* _YOUR INSTRUCTIONS_
If you see a picture in the data below, omit it and copy the rest exactly.

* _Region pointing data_
---
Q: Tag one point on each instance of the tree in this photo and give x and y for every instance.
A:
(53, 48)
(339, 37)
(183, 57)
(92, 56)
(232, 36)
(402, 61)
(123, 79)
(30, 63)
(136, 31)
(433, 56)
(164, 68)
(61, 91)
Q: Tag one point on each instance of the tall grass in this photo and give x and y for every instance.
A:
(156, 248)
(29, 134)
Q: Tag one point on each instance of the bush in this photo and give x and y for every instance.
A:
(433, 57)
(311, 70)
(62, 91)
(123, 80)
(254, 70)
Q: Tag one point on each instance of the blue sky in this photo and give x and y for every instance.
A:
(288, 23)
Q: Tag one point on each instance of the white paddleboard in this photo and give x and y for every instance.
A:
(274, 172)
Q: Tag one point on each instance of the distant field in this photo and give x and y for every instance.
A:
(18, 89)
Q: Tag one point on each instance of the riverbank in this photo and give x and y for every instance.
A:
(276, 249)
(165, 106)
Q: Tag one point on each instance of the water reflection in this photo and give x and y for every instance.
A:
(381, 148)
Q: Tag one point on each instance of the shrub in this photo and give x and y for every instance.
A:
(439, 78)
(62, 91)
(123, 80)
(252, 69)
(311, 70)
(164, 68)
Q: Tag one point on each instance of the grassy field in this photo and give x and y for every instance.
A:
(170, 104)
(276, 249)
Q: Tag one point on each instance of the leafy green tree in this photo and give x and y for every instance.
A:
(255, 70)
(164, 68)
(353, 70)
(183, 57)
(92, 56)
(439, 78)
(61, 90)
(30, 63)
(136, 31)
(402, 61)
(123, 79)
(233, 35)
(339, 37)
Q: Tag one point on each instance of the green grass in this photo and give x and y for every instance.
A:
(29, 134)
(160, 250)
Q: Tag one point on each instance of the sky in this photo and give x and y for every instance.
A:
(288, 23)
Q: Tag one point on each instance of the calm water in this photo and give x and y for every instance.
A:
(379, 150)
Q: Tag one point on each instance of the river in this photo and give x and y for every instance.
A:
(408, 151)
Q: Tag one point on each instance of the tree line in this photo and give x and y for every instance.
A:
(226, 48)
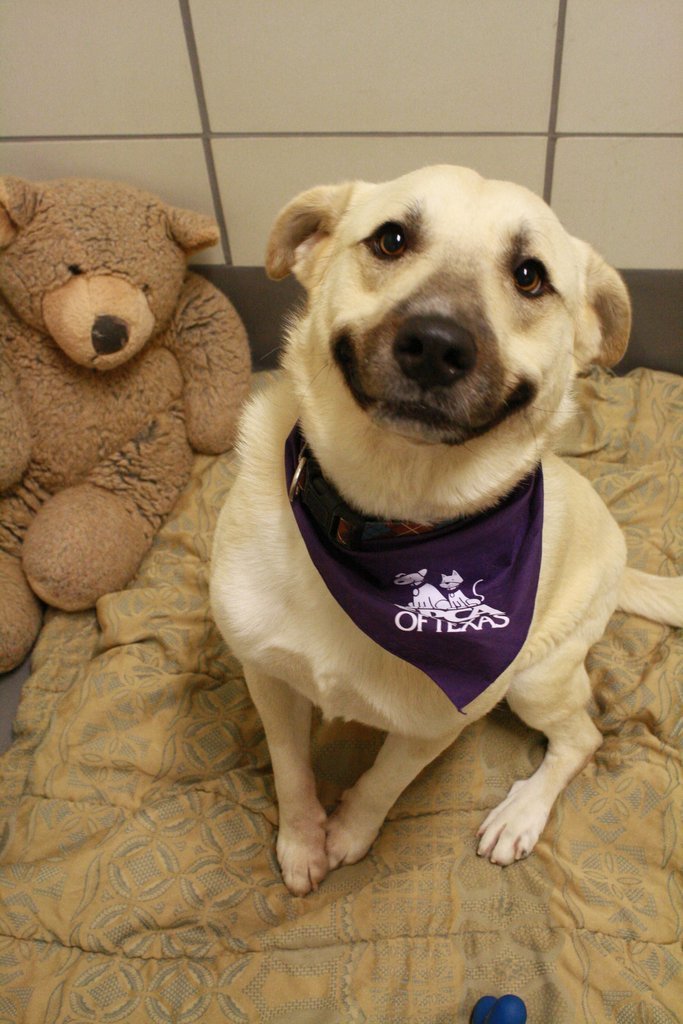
---
* _SOLUTION FOR THIS EXERCISE_
Q: Tag one point on each instance of the tree in this photo and give x and y for every instance.
A:
(53, 48)
(339, 37)
(183, 57)
(92, 56)
(232, 36)
(402, 61)
(123, 79)
(30, 63)
(136, 31)
(433, 56)
(164, 68)
(61, 91)
Q: Tag one point on each instance of the tall grass in this photo and give x and y for every instance.
A:
(156, 248)
(29, 134)
Q: Tag one point on each instance of the bush in this photo and give x and y for every instance.
A:
(433, 57)
(311, 70)
(62, 91)
(123, 80)
(254, 70)
Q: Tag one point on each instance of the blue sky in this photo and give x and y for every instance.
A:
(288, 23)
Q: Tag one point on each instance of the white paddleboard in this photo and give x and y for every instance.
A:
(274, 172)
Q: Tag one point on each instance of the distant field in this photo and give x and y for every instance.
A:
(18, 89)
Q: Tag one point on each instance of the riverbank in this photo and give x and y for every instance.
A:
(276, 249)
(165, 106)
Q: Tag one point on each instance of the water reflection in this photo and give x and y for every instance.
A:
(381, 148)
Q: Tag one point on each instance of the shrub in this photo and give x and y for every instance.
A:
(439, 78)
(62, 91)
(123, 80)
(252, 69)
(311, 70)
(164, 68)
Q: Tag one point on each instance of the grassy field in this photo and give x and y for every instance.
A:
(170, 104)
(276, 249)
Q: Tag one point on each instance of the leafy green tree in this photo and give x and y for every instance.
A:
(255, 70)
(164, 68)
(353, 70)
(183, 57)
(92, 56)
(439, 78)
(61, 90)
(30, 63)
(136, 31)
(402, 61)
(123, 79)
(233, 35)
(339, 37)
Q: Tag one point on each instance of the green grass in this photo and give x and y for every instance.
A:
(29, 134)
(160, 250)
Q: Tag one point on each instance of the sky in this photo and give x and y for every instance.
A:
(288, 23)
Q: Tag one point on each instance of the calm water in this photo and give x and y for every instance.
A:
(379, 150)
Q: Tag one point on each instance of the river in this photo and give x and y for every instance.
A:
(408, 151)
Q: Tag one point on each instance of the tree line in this photo and give x and y for every instance.
A:
(226, 48)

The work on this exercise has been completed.